-- Stored data --
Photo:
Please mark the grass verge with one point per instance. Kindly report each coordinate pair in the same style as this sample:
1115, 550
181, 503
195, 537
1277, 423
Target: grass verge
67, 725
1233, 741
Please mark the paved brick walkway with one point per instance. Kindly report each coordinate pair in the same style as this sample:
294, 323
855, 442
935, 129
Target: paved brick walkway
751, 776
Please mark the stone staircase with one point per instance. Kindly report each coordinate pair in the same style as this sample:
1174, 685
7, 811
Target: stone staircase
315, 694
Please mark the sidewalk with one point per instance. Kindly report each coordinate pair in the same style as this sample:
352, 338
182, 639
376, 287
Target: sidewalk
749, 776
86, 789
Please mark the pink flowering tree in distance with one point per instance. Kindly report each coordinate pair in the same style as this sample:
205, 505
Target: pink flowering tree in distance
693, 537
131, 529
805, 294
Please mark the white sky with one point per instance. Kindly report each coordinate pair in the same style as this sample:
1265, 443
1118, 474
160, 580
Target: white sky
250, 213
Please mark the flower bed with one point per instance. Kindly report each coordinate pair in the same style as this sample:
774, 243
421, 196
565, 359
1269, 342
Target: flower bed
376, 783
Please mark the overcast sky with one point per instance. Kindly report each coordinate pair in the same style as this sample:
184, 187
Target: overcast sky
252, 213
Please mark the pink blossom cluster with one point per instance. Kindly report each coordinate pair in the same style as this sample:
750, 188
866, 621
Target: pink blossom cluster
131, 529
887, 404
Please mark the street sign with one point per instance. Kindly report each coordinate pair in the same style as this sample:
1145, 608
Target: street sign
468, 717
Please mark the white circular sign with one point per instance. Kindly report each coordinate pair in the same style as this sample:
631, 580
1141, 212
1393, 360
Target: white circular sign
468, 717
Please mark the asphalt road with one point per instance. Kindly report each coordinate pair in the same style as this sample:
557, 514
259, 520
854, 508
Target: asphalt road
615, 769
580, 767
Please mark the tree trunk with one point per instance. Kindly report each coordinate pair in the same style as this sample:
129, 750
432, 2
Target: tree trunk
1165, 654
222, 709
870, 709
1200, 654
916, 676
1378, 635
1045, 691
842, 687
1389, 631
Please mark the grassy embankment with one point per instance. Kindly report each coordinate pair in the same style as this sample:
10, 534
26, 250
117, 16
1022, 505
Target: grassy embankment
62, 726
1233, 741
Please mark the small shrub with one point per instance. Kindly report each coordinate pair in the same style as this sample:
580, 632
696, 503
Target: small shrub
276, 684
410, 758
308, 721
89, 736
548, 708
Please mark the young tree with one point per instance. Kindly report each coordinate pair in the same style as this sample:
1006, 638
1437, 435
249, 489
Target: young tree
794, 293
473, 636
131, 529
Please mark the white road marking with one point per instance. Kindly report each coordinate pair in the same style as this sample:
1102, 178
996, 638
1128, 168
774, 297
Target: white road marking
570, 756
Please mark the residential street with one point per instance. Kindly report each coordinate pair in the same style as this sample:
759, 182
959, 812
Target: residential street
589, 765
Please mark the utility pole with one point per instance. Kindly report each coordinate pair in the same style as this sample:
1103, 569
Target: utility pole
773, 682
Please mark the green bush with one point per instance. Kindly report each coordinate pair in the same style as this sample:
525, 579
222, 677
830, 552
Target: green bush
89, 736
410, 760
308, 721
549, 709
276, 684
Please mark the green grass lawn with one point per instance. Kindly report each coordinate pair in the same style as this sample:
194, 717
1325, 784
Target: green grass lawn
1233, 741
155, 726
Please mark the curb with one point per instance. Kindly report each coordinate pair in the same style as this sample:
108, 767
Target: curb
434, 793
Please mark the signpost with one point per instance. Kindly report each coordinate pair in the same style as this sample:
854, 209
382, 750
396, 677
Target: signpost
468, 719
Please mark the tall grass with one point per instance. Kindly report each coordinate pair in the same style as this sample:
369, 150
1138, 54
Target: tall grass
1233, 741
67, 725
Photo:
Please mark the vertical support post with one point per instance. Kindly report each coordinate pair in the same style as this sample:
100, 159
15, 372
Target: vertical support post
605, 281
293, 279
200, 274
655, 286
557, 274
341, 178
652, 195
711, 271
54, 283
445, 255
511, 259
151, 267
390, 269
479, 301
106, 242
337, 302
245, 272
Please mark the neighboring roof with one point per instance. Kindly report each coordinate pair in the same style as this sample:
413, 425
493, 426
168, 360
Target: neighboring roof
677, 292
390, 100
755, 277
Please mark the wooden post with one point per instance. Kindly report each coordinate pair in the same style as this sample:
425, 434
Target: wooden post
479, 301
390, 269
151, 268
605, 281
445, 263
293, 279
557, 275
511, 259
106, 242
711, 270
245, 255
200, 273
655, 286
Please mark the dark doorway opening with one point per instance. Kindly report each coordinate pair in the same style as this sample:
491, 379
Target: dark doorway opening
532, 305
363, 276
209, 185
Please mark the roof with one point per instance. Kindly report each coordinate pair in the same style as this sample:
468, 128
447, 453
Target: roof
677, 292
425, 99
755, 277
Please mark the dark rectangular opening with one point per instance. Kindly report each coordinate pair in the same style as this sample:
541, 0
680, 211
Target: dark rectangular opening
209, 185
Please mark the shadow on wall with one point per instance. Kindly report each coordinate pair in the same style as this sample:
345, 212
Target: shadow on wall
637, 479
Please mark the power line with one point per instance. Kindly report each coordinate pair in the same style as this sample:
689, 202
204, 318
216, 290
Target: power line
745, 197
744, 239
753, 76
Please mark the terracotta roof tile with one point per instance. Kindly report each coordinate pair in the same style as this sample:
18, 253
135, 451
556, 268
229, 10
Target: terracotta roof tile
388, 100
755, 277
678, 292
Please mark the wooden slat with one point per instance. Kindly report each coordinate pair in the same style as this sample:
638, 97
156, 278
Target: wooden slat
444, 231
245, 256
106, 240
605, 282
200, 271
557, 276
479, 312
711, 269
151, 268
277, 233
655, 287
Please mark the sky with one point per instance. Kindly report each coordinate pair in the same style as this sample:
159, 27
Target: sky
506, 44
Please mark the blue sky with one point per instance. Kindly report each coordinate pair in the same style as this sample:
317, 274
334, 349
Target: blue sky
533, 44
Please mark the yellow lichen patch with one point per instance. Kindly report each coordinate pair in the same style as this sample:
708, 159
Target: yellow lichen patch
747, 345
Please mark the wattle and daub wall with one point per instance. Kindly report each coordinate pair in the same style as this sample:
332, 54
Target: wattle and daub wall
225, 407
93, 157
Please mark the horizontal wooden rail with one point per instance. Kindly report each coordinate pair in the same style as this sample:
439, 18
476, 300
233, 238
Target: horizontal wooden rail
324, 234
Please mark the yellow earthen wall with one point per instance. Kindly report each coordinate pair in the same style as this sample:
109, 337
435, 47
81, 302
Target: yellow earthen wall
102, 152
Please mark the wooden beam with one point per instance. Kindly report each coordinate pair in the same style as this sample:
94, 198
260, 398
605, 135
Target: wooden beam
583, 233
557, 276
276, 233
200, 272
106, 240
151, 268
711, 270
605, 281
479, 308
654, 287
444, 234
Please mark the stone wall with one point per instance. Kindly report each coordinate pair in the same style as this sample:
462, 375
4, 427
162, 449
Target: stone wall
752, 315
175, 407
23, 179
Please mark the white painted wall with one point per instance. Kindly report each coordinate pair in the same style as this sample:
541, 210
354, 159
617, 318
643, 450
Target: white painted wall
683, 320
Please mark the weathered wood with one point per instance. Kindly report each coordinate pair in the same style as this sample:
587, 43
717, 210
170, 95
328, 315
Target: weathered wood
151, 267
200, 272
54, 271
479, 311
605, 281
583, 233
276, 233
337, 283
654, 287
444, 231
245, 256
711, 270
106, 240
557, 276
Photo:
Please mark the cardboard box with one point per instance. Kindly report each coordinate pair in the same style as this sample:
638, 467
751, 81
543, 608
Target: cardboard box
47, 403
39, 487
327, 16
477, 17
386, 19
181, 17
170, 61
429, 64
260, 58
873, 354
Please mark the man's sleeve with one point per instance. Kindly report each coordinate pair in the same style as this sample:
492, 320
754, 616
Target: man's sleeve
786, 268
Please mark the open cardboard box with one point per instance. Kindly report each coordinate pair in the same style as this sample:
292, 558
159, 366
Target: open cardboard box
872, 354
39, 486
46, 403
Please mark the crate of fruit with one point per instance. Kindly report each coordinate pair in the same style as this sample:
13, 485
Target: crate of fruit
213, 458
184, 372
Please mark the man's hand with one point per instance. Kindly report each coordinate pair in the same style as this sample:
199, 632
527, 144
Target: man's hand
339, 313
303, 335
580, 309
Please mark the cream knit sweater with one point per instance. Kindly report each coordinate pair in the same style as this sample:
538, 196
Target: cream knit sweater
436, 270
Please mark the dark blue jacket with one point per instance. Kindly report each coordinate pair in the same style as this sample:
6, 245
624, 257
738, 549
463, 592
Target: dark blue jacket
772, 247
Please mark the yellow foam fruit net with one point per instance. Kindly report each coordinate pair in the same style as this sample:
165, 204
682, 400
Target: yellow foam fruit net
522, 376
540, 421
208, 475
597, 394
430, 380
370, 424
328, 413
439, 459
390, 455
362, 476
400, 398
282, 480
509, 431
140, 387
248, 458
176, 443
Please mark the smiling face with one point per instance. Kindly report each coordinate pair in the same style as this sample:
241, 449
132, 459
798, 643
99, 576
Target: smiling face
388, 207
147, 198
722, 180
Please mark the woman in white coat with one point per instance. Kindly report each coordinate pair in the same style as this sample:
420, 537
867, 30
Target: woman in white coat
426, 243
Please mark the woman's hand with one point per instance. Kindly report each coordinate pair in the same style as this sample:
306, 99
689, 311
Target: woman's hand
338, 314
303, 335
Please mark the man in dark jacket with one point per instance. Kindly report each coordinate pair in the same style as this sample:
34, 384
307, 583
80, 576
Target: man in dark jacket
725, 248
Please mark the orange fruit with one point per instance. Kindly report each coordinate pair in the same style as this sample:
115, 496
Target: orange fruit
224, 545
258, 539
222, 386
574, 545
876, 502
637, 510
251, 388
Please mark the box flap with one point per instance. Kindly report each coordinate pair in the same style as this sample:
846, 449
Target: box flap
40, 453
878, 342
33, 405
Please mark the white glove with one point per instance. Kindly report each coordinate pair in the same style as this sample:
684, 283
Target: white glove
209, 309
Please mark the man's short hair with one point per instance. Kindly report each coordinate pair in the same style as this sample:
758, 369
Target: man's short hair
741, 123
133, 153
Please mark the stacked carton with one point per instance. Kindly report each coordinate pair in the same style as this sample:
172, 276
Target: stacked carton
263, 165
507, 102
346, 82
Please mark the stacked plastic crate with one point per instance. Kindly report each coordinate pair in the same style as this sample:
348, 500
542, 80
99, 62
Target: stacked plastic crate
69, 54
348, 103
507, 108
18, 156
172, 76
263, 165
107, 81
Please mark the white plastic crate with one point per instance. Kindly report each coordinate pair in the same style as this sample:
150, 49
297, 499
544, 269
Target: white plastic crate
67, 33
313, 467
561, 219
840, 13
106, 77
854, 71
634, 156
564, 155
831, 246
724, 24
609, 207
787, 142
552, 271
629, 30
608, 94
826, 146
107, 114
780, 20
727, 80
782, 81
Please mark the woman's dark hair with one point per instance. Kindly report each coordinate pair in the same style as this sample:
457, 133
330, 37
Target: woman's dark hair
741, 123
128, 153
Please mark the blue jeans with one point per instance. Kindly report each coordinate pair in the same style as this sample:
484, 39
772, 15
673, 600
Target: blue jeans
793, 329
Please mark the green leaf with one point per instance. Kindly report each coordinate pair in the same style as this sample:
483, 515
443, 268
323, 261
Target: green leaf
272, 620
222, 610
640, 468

-- To do --
Please give the lines of the entries above as a numbered list, from the line containing "Please mark the blue jeans" through the last line of the entries, both included. Leave out any blank lines.

-- Reply to the task --
1. Please mark the blue jeans with one point per instance. Kindly report each coordinate pair in the same style as this sample:
2. 484, 39
3. 772, 15
4. 673, 600
5. Target: blue jeans
6. 793, 329
7. Please mark the green leaf with one point per instance. Kindly report each coordinate pair in the same style as this sample:
8. 483, 515
9. 443, 268
10. 323, 261
11. Target: green leaf
12. 272, 620
13. 222, 610
14. 640, 468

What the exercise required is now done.